## EXTRACTED MATERIAL
┌──

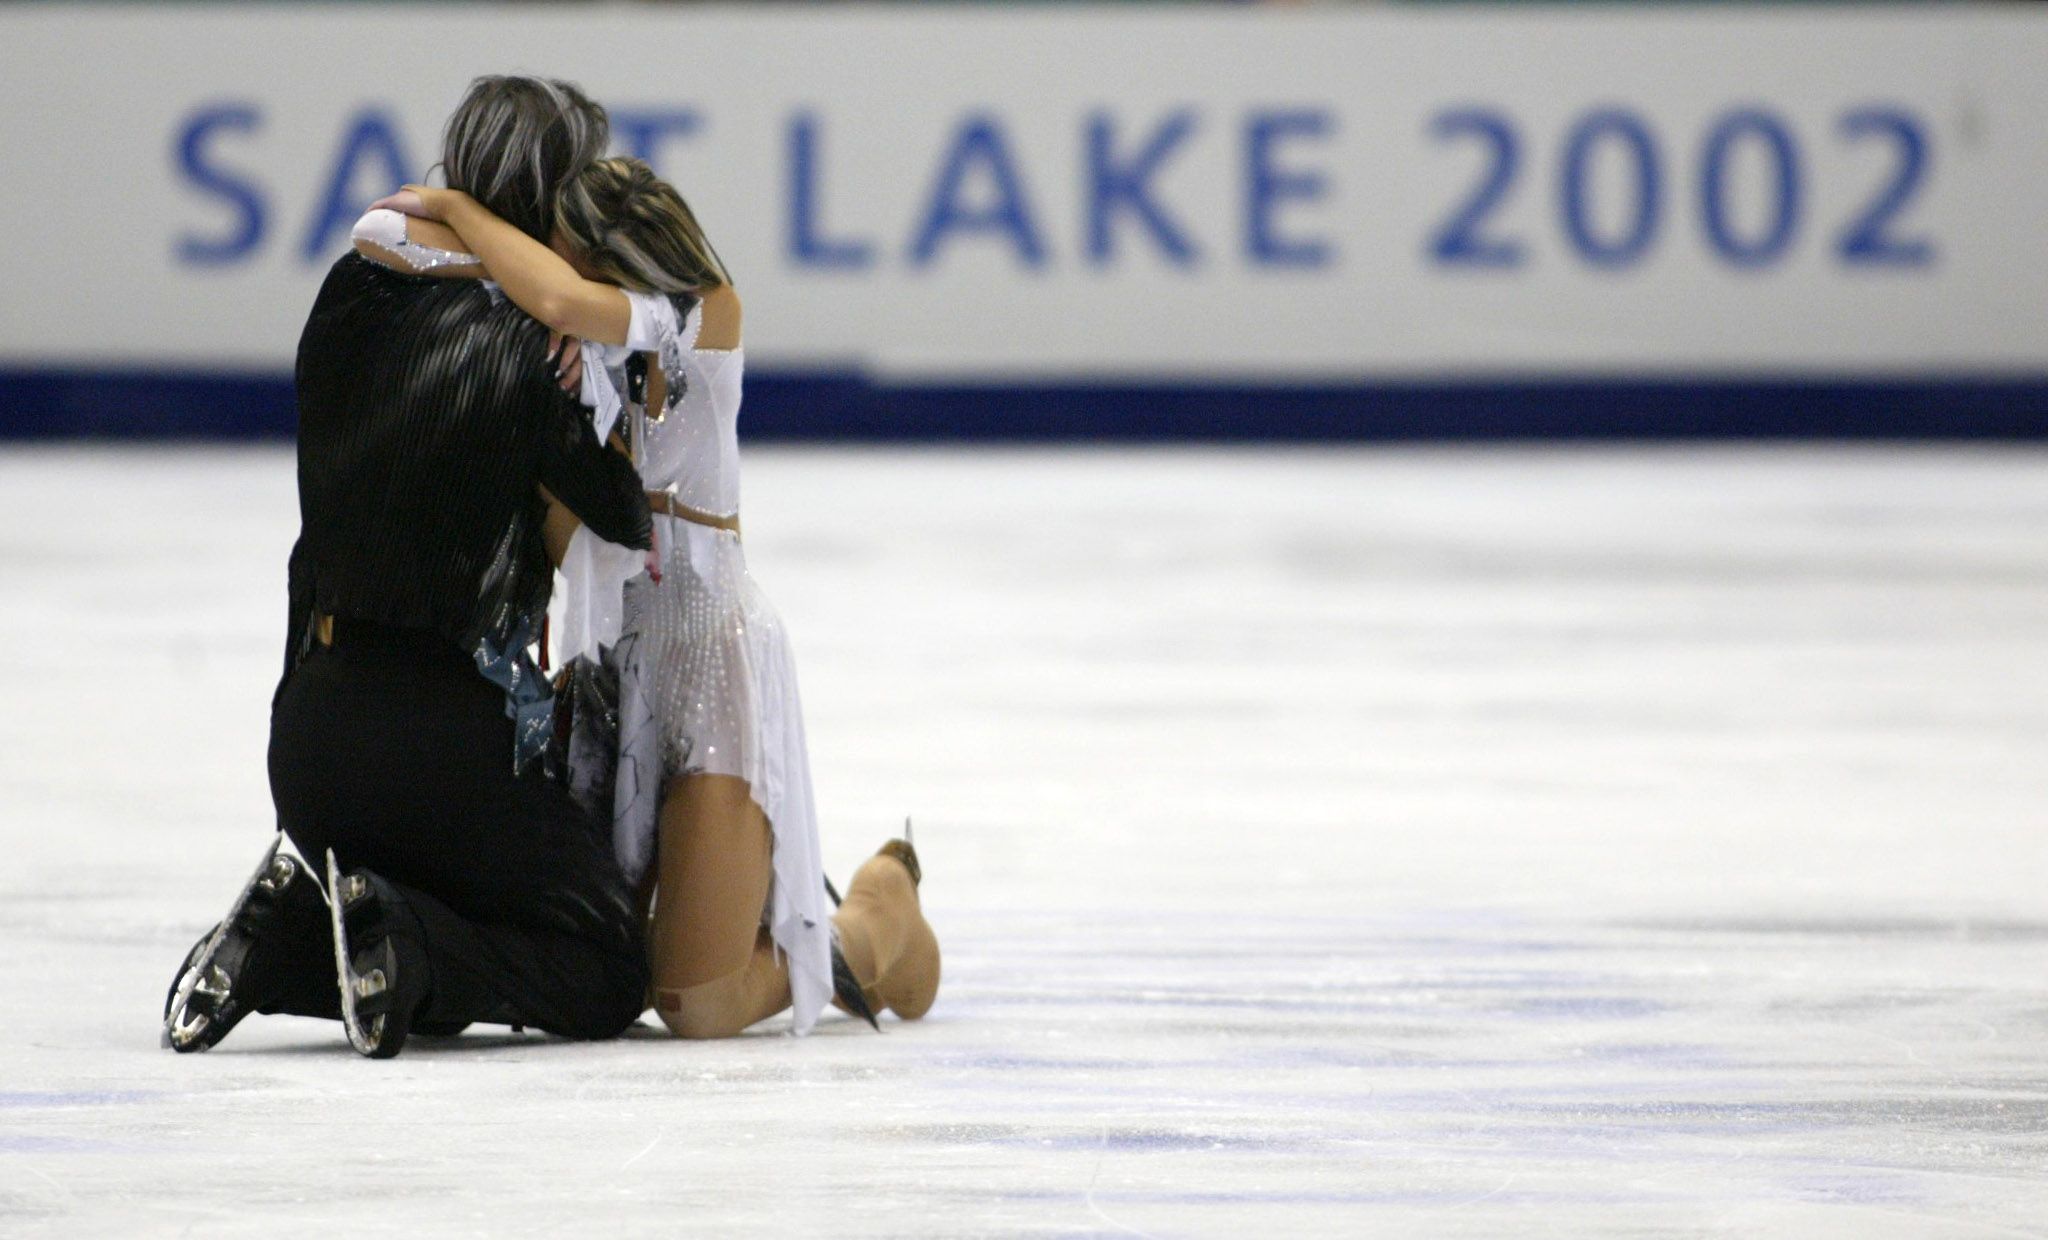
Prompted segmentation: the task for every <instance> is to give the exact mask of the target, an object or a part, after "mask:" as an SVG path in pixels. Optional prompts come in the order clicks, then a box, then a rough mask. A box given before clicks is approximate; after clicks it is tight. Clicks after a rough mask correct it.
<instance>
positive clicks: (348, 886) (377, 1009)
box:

└──
┌──

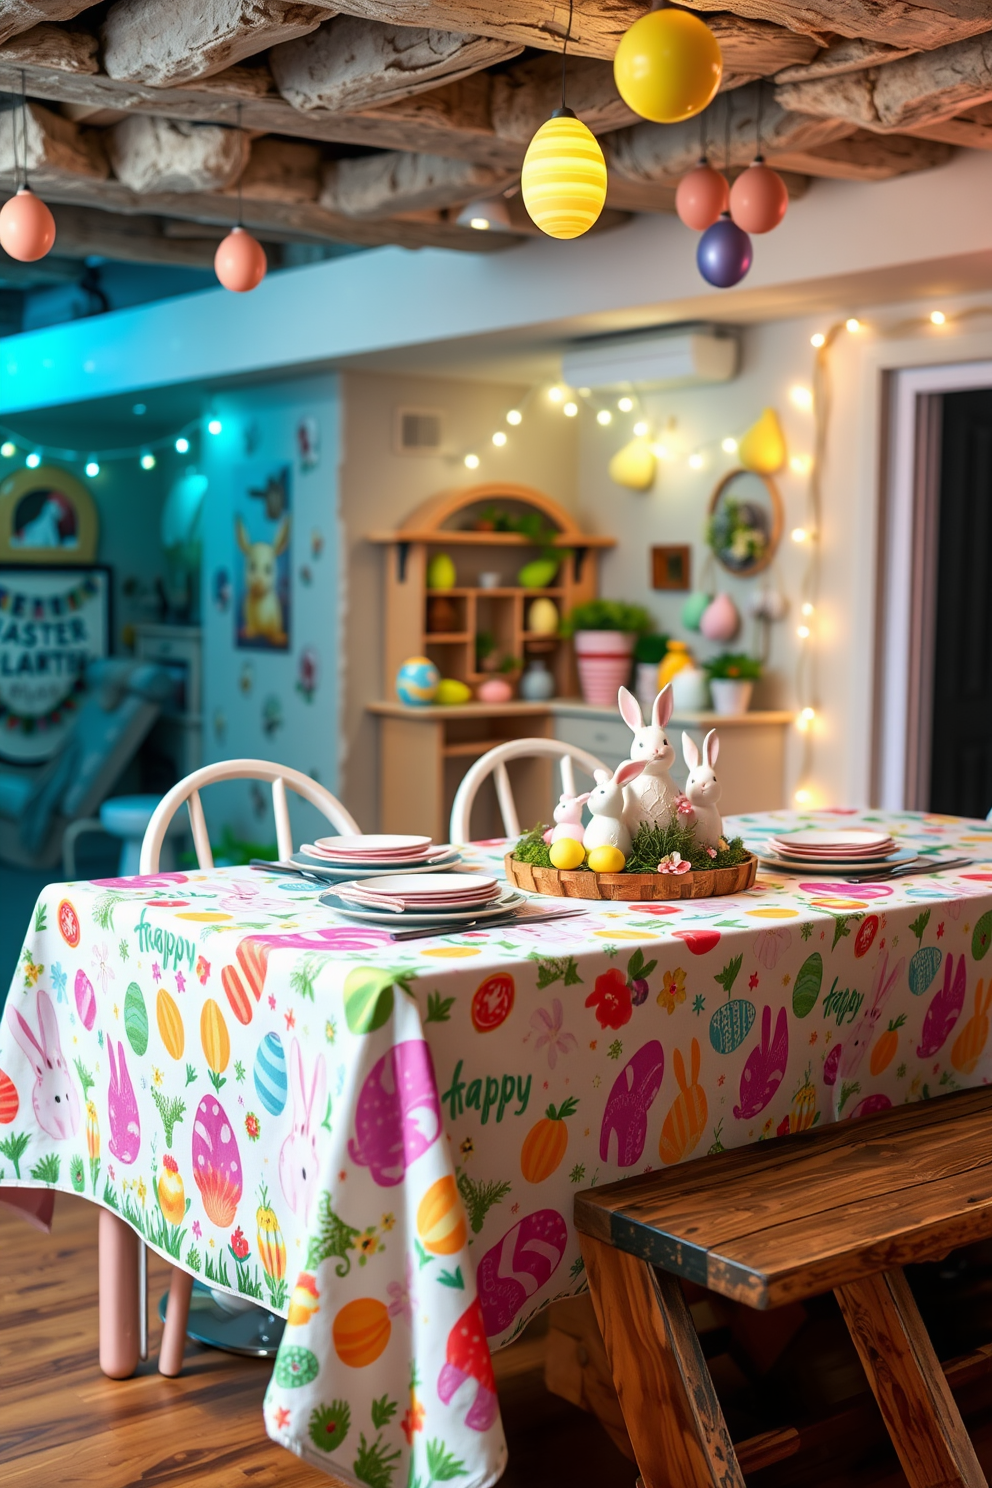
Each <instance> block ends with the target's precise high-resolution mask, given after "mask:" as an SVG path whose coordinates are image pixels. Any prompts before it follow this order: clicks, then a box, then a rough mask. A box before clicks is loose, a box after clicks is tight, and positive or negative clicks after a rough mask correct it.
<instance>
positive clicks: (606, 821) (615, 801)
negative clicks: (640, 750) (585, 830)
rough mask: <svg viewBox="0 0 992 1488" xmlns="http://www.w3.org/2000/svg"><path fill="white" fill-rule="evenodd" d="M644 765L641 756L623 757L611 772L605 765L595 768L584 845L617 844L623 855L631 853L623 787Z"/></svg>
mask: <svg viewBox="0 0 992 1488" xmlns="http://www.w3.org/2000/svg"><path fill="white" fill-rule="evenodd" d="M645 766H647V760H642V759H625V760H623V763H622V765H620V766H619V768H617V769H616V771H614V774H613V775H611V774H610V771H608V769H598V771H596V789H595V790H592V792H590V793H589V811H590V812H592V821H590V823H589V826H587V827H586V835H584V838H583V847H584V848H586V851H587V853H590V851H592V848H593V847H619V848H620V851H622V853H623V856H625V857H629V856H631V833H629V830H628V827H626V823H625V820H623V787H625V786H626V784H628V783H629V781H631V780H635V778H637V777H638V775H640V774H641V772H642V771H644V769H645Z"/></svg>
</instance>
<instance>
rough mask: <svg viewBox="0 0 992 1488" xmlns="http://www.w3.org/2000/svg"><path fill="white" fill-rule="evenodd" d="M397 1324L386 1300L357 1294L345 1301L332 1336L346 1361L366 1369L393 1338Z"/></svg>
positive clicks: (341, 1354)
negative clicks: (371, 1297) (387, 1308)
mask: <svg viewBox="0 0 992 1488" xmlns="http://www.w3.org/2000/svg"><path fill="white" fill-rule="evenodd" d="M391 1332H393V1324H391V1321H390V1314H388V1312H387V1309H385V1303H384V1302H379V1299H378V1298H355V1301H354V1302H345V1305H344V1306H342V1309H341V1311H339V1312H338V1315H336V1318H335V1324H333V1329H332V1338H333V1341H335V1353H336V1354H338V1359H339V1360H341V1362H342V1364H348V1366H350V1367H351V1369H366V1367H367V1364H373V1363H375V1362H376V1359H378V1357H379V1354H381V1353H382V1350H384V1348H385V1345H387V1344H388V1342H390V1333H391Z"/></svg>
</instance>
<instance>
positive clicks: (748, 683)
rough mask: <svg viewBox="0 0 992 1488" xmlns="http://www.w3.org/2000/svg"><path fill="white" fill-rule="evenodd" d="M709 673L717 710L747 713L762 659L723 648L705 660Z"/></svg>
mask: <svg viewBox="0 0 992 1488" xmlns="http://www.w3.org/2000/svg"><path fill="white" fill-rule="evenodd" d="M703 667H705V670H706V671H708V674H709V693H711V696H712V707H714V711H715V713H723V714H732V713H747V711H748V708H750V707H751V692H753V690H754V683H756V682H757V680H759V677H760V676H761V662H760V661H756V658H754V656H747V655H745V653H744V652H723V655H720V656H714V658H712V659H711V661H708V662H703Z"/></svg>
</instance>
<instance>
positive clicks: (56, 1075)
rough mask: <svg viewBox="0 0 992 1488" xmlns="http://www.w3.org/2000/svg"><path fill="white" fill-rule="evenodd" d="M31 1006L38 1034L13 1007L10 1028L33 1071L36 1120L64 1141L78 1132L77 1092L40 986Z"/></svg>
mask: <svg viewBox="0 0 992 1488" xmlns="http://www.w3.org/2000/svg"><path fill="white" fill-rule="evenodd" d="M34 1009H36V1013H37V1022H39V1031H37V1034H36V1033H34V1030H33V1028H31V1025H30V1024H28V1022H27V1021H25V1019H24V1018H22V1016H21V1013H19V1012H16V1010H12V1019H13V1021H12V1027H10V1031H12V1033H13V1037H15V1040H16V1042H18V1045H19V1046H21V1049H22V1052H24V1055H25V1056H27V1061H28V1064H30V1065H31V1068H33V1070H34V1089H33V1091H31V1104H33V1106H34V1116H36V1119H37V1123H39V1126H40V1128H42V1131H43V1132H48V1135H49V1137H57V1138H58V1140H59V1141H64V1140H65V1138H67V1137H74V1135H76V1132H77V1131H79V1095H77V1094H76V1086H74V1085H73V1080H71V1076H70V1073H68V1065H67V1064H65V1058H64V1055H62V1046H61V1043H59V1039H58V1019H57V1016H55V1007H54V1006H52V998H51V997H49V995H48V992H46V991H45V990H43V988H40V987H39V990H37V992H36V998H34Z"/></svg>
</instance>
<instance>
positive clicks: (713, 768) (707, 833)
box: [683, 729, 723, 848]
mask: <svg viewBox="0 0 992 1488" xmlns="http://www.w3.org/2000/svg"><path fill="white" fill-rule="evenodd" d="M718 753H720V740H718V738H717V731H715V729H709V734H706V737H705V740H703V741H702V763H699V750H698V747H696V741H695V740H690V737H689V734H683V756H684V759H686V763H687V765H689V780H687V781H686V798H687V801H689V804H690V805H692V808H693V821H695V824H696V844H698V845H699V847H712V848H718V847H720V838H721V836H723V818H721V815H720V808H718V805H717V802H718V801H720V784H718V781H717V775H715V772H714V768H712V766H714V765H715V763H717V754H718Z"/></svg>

└──
┌──

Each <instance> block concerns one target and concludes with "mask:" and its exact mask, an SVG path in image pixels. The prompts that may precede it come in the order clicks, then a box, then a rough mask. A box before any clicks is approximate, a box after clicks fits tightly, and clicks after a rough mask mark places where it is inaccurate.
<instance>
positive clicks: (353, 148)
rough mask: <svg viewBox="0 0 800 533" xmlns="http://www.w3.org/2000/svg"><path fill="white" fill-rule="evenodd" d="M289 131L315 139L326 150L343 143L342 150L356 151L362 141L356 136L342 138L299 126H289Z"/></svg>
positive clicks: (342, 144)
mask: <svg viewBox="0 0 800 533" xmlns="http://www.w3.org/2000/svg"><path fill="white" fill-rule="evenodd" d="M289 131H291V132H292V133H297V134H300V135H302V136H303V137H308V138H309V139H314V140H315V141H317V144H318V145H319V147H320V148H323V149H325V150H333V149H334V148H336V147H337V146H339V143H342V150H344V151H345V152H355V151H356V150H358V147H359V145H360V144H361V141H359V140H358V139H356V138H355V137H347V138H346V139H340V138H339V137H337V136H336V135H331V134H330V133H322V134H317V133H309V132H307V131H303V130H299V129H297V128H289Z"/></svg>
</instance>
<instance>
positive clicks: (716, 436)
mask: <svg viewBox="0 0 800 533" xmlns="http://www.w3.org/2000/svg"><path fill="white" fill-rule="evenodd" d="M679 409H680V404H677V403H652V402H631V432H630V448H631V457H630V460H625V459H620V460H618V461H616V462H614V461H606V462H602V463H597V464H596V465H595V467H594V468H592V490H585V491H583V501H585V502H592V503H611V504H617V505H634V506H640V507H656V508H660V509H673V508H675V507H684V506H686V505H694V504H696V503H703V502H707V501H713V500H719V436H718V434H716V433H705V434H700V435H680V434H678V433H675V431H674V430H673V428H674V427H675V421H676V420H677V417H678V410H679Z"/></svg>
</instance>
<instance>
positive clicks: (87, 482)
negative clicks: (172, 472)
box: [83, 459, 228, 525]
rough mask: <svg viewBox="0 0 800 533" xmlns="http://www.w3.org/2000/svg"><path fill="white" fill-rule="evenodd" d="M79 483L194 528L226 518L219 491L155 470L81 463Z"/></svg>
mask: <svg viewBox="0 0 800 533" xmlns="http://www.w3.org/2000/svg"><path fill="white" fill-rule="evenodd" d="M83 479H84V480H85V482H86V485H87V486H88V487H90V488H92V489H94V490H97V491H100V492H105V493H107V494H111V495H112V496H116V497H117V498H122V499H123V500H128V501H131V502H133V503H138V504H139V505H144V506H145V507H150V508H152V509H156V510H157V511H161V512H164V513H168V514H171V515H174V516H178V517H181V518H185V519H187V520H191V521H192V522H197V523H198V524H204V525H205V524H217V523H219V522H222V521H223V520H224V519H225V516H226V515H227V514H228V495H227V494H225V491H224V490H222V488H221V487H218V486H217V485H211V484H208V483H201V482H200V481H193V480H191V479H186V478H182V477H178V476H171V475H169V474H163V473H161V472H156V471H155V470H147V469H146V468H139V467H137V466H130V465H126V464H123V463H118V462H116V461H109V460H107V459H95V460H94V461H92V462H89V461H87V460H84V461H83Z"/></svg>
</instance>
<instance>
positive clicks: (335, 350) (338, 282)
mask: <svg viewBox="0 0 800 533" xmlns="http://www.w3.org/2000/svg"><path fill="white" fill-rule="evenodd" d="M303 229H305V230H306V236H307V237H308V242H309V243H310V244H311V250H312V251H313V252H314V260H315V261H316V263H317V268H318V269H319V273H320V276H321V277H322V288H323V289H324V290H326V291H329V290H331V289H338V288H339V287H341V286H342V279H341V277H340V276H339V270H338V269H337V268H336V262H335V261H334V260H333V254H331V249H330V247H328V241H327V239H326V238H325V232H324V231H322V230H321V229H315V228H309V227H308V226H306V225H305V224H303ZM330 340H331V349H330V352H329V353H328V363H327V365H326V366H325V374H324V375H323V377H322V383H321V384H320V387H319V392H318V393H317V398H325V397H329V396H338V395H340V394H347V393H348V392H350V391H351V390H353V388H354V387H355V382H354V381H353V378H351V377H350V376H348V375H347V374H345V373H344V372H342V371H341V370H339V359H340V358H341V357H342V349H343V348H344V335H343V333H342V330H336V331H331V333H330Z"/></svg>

└──

Copy out every line of the data that includes "order".

## OUTPUT OF THE TASK
Prompted segmentation: the task for every <instance> is to give the exact mask of the target, an object or a part, after "mask:" as an SVG path in pixels. Optional prompts come in the order clicks, then a box, then a rough mask. A box given before clicks is approximate; after clicks it is tight. Clicks after a rough mask correct it.
Each <instance> block ends with the target's precise high-resolution mask, given after "mask:" as an SVG path whose coordinates are image pixels. Any prompts before it follow this order: clicks, then a box, then a rough mask. A box before clicks is loose, a box after clicks is tight, and positive or negative clicks after a rough mask correct it.
Each <instance> block concerns one target and concludes with "mask:" and its exact mask, an SVG path in image pixels. The prompts that may precede it come in the order clicks, then a box, then a rough mask. A box before any clicks is approximate, a box after clicks fits tightly, and clicks after a rough mask mark places where it is inaccurate.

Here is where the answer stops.